--- start Data supplied ---

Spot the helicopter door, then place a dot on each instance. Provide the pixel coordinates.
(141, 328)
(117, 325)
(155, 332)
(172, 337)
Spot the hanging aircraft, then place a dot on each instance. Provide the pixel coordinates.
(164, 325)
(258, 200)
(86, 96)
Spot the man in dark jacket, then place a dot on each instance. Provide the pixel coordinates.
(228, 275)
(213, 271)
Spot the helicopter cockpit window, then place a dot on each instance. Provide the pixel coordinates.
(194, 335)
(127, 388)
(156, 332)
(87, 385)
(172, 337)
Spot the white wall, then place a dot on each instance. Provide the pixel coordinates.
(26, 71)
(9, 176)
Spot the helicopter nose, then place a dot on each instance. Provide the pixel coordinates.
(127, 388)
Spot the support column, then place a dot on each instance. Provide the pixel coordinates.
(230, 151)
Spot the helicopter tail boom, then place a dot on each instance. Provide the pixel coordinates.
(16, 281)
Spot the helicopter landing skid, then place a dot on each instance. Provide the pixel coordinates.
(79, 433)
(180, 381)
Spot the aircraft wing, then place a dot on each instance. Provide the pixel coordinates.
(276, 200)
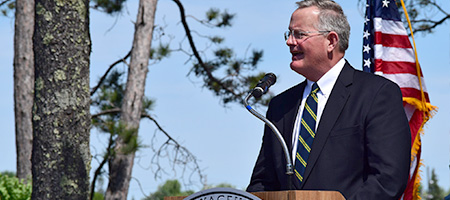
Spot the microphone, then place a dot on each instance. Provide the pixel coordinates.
(263, 85)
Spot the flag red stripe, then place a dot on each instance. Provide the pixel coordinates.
(389, 40)
(414, 93)
(395, 67)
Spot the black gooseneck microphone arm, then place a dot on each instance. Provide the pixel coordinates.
(268, 80)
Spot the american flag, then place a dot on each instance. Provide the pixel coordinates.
(387, 51)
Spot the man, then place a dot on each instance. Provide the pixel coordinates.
(355, 138)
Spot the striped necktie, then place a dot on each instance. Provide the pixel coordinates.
(307, 132)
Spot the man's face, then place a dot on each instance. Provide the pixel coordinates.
(309, 53)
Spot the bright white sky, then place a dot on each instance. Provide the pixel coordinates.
(225, 140)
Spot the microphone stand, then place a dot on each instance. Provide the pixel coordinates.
(289, 168)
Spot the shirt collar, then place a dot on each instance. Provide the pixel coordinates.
(326, 82)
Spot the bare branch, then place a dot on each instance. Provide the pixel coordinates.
(195, 52)
(106, 112)
(182, 156)
(107, 71)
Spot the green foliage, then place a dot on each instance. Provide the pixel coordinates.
(160, 52)
(12, 189)
(7, 7)
(170, 188)
(98, 196)
(218, 19)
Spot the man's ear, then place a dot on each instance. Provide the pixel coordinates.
(333, 41)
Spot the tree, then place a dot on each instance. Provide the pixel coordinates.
(23, 85)
(121, 163)
(61, 119)
(170, 188)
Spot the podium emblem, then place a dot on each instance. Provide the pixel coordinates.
(222, 194)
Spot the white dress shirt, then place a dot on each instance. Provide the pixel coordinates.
(326, 84)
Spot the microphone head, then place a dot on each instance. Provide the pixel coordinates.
(263, 85)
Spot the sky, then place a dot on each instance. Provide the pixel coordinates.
(225, 140)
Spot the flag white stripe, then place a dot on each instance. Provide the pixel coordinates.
(394, 54)
(389, 26)
(406, 81)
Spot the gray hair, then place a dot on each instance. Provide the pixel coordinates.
(331, 18)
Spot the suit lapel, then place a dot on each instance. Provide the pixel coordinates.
(333, 108)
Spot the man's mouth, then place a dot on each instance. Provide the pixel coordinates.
(296, 55)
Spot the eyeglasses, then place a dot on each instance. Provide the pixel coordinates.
(300, 34)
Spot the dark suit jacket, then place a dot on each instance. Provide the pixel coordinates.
(362, 144)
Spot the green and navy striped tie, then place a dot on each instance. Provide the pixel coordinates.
(307, 132)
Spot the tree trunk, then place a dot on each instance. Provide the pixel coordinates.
(121, 164)
(23, 85)
(61, 119)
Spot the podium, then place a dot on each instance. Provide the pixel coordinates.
(287, 195)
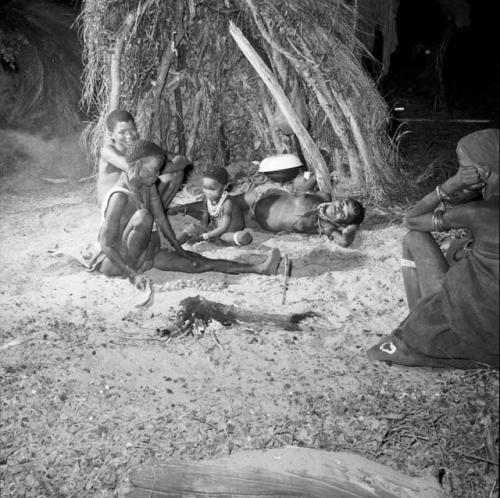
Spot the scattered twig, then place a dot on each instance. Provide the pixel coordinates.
(221, 347)
(17, 342)
(486, 460)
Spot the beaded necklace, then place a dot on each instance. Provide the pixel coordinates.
(215, 209)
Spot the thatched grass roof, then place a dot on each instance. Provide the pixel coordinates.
(183, 77)
(40, 75)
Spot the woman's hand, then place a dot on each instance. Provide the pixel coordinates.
(467, 177)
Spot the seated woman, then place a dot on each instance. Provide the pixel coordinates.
(129, 242)
(454, 309)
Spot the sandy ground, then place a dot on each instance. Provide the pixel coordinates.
(94, 389)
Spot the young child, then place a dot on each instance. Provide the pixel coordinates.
(221, 218)
(121, 133)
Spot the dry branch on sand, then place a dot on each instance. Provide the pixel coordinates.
(169, 53)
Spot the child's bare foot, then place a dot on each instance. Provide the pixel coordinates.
(270, 266)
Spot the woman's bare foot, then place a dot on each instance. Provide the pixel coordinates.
(270, 265)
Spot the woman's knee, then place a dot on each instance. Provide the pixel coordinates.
(413, 240)
(142, 219)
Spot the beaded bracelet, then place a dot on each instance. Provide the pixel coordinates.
(437, 221)
(442, 195)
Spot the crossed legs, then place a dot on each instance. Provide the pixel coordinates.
(423, 266)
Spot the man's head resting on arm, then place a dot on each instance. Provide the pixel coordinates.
(145, 160)
(345, 212)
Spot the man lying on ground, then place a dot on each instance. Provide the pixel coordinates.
(127, 237)
(221, 218)
(454, 309)
(121, 134)
(281, 211)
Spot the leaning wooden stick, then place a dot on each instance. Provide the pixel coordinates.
(285, 280)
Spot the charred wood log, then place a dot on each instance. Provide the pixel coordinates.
(198, 309)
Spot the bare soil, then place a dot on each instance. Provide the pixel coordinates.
(95, 388)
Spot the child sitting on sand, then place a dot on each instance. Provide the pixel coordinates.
(221, 217)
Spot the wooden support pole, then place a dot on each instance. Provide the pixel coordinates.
(114, 97)
(309, 147)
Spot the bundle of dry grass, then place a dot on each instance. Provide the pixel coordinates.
(177, 69)
(41, 87)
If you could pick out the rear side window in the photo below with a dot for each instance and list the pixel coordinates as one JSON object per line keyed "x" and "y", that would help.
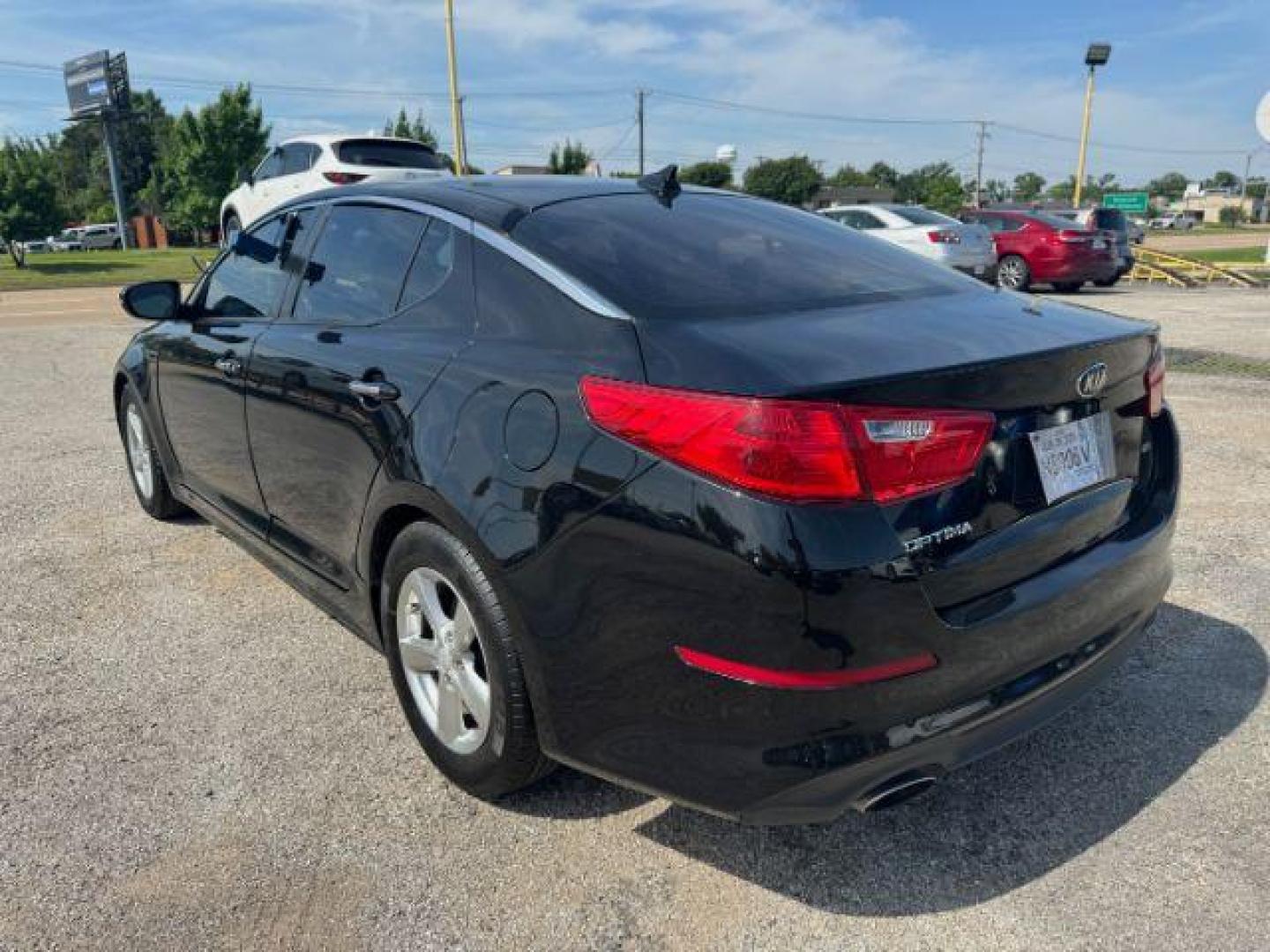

--- end Data supplied ---

(Exercise aim): Copy out the entries from the line that contains "Spot the child's" through the end of the entries, renaming every "wooden" as "timber" and changing nothing else. Leave the pictures out of your answer.

(Reply to the exercise):
Spot the child's bare foot, then place a dot on each instance. Provide the pixel coordinates.
(270, 266)
Spot the woman's bare foot, then place a dot on each instance. Provide the pixel coordinates.
(270, 265)
Spot the woman's knee, then place a dot on each instance. Provide the pixel coordinates.
(413, 240)
(142, 219)
Spot the beaded bracelet, then place a dot on each instance. Provide the pixel coordinates.
(437, 221)
(442, 195)
Spot the crossed legs, then place a dot on each instance. Provide the pixel coordinates.
(423, 266)
Spot the man's head resting on arm, then place a dot on each instance. Provide the pixel coordinates.
(145, 160)
(345, 212)
Spot the man lying on ground, then place a dot on each instance. Provide the pixel coordinates.
(127, 237)
(221, 218)
(454, 309)
(121, 134)
(281, 211)
Spot the leaning timber stick, then place a dot on each instance. Provide the pixel coordinates.
(285, 280)
Spot the charred wood log, then place a dot on each instance. Provide the pixel coordinates.
(198, 309)
Spot the bare soil, then place a dot on each instance. Provide the pixel coordinates.
(95, 388)
Spot the child sitting on sand, then place a dot on each instance. Provide the pixel coordinates.
(221, 217)
Spot the timber support pole, then place a dot on each instance. Provide the pixel coordinates.
(114, 97)
(309, 147)
Spot the bundle of dry grass, then place a dot on each instance. Provide the pixel coordinates.
(177, 69)
(41, 87)
If you could pick out the rear side window in the photo below with a dot for each instance and list the pixel coordinates as one JSON object per line keyed "x" and "y", that would help.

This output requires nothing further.